> Kaynak metin
◆ ◆ ◆ ◆

Ancak bunların uzun vadeli ve geniş kapsamlı etkileri de var. Örneğin çocuklar çoğunlukla perakende mağazalarında iş yapıyorlar. Bu tür meşguliyetler ise çocukların eğitime olan ilgilerini kaybetmelerine yol açıyor.

Kolaylıkla duygusal ilişkilere yönelmelerine, istenmeyen gebeliklere ve dolayısıyla çocuk işçiliğinin ve buna bağlı kusurların devam etmesine neden olabiliyor."


Eğitimin durması kısır döngüye yol açabilir 
 

5.jpg
Fotoğraf: UNICEF

 

Eğitim kurumları ve işletmeler üzerindeki ekonomik baskıyla ilgili ve eşitsizliğin geniş kapsamlı etkileri üzerine bir kısır döngü olması durumu söz konusu. Zira online eğitim araçlarına erişim imkanı olmayan öğrenciler, eğitime de erişememekteler. Eğitime erişememek, nüfusun belirli kesimlerinin yoksulluk içinde sıkışıp kalabileceği anlamına geliyor.

Serinin ikinci yazısında Cape Town Üniversitesi Sosyoloji Bölümünden Dr. Faisal Garba'ya sorduğum, "Bu krizden Afrika için bir fırsat çıktı mı?" sorusunu Dr. Aisha Nanyiti'ye de yönlendirdim.

Sosyolojik açıdan değerlendirmelerini sunan Dr. Faisal Garba bu durum için pozitif bir yaklaşım benimseyerek fırsatlar doğuracağını söylemişti.

Bakalım ekonomik açıdan değerlendiren Dr. Nanyiti bu konu hakkında ne düşünüyor: 

"Pandemi, bazı gruplara ve Afrika'daki ekonomilere fırsatlar sundu. Ama asıl mesele bu fırsatların ne ölçüde istismar edildiğidir.

Kendi alanlarında işsiz kalan bazı insanlar diğer iş kollarına girmek için hızlı davrandılar. Örneğin, işsiz kalan öğretmenler pazar satıcılığına, inşaat işlerine ve çevrimiçi eğitime geçiş yaptı. Bazı okul sahipleri ise binaları kiralık evlere çevirdi. Hatta bu yeni girişimlerin daha kazançlı olduğuna dair raporlar mevcut.

Bazı imalat şirketleri, ürün hatlarını hızla kendi yetki alanları ile ilgili ancak pandemiyi istismar eden hizmetlere, örneğin dezenfektan üretimine ve maske üretimine doğru kaydırdı. Sağlık hizmeti sağlayıcıları da operasyonlarını genişleterek daha fazla alan ve dağıtım sistemi elde etti. 

Özel şahıslar ve şirketlerden farklı olarak, farklı hükümet kolları, pandeminin sunduğu fırsatlardan yararlanma konusunda daha az hevesli davrandı. Aynı şekilde, ticaret, idari işler, satın alma ve ulaştırma reformlarını gerçekleştirme fırsatından yararlanmak için sınırlı çaba sarf edildi."

◆ ◆ ◆ ◆

> Verilen kayıtlar
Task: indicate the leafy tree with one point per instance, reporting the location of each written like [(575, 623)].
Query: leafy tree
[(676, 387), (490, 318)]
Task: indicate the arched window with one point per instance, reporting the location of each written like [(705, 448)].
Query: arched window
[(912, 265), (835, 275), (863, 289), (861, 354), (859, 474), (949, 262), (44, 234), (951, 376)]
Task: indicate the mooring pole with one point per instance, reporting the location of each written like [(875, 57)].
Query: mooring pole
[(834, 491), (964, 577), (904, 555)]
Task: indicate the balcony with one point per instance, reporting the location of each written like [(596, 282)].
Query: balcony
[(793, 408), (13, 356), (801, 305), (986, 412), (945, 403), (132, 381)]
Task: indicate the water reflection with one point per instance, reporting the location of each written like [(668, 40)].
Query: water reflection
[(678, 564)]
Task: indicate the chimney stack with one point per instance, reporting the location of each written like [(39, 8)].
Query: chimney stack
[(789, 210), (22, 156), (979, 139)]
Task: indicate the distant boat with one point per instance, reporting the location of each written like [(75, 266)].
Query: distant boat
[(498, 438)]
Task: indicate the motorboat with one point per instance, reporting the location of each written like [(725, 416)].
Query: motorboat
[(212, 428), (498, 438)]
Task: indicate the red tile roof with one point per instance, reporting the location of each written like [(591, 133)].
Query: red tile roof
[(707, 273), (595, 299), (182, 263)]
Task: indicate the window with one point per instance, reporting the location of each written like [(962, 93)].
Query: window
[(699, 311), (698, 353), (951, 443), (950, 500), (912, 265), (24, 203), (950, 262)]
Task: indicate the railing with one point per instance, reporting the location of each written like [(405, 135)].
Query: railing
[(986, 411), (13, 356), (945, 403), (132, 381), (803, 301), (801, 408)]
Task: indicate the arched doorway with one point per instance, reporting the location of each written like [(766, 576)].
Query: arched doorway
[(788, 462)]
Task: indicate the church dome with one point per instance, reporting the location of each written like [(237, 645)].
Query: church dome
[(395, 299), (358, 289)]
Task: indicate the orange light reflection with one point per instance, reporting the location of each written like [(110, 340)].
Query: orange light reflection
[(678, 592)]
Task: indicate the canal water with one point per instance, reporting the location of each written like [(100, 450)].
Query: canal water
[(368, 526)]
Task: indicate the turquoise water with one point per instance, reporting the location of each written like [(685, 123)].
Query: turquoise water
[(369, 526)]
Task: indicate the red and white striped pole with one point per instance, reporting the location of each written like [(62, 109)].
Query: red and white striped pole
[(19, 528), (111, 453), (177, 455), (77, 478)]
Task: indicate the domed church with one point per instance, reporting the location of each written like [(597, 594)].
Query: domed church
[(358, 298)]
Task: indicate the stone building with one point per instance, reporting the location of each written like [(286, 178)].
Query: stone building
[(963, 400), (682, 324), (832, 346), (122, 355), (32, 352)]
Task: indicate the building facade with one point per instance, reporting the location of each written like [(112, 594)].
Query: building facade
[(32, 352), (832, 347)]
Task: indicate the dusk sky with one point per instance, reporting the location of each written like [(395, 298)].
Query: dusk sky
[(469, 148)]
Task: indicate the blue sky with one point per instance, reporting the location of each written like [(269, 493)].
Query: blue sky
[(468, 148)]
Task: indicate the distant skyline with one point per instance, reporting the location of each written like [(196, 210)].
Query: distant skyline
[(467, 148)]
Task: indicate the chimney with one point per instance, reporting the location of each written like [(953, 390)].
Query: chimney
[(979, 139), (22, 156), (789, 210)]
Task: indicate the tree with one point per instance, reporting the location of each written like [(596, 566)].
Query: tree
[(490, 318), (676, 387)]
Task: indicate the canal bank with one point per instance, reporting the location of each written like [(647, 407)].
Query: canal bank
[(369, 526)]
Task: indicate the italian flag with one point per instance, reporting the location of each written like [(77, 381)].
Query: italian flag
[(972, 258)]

◆ ◆ ◆ ◆

Kaynak metinde Dr. Nanyiti, işsiz kalan öğretmenlerin hangi işlere geçtiğini söylüyor?

> Alıştırma sonucu
İşsiz kalan öğretmenler pazar satıcılığına, inşaat işlerine ve çevrimiçi eğitime geçti.